▸ SET EXERCISE
Return the lines of the data below exactly, from the line with "Please give the outline of every instance of the lake." up to and including the line with "POLYGON ((0 142, 0".

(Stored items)
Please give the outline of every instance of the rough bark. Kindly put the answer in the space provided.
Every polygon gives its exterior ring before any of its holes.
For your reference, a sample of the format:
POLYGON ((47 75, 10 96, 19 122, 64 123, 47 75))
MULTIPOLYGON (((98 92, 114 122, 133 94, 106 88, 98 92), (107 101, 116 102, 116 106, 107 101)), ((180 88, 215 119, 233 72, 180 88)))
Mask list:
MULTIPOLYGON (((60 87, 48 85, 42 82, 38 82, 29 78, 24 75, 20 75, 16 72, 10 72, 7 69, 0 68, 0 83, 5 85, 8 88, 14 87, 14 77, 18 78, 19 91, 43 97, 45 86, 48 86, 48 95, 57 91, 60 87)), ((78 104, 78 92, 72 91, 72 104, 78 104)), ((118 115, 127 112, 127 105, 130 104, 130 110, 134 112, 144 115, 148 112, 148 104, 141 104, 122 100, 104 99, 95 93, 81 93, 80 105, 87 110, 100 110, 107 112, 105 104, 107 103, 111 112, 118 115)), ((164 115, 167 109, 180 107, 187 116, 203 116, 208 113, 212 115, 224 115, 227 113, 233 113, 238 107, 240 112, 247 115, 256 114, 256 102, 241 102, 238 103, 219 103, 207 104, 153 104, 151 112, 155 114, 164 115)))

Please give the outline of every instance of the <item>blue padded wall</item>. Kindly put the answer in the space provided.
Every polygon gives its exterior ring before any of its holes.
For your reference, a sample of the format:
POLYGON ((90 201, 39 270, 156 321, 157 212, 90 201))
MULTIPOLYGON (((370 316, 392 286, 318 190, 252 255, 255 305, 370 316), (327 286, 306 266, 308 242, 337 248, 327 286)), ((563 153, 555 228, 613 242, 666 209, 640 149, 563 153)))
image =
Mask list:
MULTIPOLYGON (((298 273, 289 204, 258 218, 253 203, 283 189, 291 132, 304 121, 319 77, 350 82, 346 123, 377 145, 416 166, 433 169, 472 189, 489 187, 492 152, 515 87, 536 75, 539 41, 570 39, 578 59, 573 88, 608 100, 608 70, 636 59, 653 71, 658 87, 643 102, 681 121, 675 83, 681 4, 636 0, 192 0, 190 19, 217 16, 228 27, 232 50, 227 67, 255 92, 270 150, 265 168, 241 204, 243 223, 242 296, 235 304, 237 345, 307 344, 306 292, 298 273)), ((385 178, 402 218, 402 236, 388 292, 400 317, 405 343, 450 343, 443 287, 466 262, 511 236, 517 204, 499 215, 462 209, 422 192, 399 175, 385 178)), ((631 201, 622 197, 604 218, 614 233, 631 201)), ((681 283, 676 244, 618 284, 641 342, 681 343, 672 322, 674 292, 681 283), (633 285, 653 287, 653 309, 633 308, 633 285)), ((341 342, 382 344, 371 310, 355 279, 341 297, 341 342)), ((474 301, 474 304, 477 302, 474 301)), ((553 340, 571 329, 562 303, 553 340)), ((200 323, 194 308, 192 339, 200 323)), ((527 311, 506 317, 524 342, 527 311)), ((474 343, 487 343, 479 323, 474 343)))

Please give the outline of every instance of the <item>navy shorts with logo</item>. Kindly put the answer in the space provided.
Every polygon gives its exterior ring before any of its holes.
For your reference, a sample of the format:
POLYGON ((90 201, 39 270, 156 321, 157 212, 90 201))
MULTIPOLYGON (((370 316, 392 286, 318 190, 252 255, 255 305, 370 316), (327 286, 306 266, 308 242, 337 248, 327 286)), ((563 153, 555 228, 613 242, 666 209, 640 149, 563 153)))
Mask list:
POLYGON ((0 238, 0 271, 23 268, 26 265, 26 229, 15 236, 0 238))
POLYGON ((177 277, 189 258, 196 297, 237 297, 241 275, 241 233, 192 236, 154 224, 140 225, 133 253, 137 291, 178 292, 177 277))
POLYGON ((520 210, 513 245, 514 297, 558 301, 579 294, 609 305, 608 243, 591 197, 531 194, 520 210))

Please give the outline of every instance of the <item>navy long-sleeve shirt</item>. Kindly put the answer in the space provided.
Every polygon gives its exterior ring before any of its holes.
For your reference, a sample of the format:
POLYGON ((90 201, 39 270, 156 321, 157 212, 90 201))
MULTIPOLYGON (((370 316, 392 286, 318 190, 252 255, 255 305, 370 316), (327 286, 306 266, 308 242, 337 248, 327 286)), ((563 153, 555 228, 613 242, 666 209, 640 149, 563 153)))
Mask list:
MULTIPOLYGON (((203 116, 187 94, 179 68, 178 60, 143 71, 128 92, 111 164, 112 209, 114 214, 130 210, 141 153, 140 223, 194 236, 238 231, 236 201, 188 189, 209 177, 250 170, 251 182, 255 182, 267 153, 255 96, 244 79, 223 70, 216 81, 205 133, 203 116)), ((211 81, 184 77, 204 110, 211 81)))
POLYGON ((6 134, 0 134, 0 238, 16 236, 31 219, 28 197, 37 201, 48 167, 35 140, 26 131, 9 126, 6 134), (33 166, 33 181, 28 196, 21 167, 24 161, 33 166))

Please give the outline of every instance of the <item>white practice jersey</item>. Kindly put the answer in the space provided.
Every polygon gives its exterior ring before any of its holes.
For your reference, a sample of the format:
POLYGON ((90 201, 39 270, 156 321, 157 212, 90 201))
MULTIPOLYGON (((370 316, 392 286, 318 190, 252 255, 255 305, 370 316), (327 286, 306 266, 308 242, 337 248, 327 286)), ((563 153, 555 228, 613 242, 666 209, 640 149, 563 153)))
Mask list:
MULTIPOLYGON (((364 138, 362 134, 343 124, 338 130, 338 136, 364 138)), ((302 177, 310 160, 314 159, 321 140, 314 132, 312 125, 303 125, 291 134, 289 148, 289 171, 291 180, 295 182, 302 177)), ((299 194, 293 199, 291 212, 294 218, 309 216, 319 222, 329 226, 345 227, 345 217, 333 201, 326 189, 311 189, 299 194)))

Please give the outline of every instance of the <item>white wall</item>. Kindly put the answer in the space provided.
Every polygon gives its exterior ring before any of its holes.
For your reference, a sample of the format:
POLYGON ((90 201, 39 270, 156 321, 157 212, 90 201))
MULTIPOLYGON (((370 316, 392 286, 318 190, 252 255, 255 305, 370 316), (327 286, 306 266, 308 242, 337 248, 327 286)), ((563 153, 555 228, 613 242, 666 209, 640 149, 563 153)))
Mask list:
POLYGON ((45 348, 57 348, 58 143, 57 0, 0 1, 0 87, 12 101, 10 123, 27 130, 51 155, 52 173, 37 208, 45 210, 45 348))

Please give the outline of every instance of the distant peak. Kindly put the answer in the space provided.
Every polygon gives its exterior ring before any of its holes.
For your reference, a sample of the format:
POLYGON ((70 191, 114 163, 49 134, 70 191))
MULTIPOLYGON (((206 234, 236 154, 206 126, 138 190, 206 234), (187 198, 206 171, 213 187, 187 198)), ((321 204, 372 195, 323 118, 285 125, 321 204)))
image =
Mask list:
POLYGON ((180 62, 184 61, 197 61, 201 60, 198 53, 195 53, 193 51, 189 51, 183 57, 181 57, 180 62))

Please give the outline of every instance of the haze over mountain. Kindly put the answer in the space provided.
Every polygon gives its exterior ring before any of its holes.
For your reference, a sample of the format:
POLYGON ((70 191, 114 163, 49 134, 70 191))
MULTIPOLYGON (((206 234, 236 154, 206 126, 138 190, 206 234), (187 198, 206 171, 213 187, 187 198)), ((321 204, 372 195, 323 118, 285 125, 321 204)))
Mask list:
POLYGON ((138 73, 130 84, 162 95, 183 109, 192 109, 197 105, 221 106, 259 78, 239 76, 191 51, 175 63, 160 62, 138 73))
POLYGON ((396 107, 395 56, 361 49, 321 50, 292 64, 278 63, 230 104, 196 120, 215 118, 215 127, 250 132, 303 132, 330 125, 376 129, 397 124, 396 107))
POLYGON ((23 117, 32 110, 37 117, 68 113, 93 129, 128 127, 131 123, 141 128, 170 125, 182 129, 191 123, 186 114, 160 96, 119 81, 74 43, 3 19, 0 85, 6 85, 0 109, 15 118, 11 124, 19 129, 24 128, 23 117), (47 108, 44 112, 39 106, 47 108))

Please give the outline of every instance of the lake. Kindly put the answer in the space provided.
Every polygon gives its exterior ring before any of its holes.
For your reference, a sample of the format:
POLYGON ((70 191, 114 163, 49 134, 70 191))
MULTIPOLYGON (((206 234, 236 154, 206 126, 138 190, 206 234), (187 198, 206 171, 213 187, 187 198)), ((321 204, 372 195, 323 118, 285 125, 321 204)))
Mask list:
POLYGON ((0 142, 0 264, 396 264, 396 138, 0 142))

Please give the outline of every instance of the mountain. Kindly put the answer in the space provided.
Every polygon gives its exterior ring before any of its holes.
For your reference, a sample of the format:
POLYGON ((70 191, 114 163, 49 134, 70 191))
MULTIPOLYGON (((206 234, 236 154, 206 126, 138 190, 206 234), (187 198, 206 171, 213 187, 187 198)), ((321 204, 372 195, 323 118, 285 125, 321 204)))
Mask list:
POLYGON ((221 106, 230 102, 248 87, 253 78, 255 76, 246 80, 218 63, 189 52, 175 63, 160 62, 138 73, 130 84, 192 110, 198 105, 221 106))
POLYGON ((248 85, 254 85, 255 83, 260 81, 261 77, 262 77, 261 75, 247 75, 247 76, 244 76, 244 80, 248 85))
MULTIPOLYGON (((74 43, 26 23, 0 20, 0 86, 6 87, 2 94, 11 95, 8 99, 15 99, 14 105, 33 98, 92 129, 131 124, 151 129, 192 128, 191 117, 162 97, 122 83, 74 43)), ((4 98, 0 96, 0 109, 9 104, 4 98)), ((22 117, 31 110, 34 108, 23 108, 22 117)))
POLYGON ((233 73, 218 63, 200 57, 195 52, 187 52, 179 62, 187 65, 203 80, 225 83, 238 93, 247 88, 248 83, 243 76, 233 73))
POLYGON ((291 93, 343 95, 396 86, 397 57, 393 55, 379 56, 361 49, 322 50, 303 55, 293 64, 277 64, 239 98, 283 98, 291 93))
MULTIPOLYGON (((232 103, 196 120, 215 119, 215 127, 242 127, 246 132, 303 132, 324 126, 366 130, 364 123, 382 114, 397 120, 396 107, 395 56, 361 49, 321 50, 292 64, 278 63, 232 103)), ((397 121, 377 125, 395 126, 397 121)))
---
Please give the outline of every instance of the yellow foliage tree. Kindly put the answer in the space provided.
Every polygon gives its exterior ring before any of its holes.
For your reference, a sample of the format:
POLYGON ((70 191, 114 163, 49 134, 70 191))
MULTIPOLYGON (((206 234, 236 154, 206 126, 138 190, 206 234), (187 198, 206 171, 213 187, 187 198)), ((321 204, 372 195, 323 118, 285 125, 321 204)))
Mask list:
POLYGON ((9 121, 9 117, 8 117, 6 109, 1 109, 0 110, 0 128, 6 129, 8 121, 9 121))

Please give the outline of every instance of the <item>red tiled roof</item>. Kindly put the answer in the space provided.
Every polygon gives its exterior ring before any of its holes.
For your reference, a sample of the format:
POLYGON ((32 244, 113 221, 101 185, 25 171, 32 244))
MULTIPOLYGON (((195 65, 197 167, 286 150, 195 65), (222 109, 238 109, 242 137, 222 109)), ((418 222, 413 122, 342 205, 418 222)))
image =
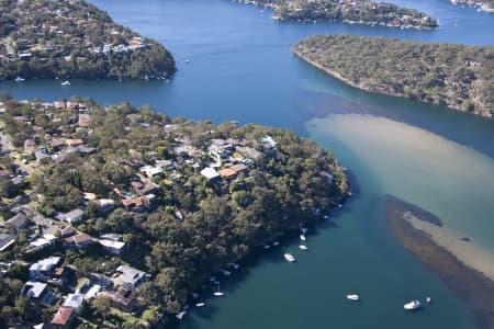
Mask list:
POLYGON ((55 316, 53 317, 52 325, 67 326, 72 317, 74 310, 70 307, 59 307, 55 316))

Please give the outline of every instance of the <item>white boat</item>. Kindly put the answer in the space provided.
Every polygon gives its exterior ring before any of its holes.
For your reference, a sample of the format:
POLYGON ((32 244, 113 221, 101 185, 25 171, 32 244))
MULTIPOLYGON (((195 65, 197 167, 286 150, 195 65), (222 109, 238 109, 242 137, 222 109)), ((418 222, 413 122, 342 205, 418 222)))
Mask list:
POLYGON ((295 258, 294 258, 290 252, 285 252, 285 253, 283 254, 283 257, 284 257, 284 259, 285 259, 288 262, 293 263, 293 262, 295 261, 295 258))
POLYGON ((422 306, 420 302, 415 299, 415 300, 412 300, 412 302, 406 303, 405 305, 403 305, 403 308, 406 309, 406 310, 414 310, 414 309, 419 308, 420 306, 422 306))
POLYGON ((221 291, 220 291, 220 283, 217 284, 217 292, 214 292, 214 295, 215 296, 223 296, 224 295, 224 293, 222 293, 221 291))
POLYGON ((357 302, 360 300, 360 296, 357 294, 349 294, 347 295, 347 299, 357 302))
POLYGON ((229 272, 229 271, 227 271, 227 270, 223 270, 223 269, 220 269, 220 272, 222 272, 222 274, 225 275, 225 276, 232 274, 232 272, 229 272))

▸ ANSWER TO THIS EXERCISE
Please give the outline of every instance of the lake. Kindly put the answer in the space provided.
Every polygon gives its exterior ring before any of its holes.
For your reference, a sample of the format:
POLYGON ((70 191, 114 163, 49 134, 70 191))
MULTIPOLYGON (((206 234, 236 154, 206 126, 138 190, 206 234), (187 198, 206 171, 213 187, 187 198)), ((321 204, 372 195, 323 118, 285 125, 321 204)))
Mask list:
POLYGON ((0 142, 0 264, 396 264, 396 138, 0 142))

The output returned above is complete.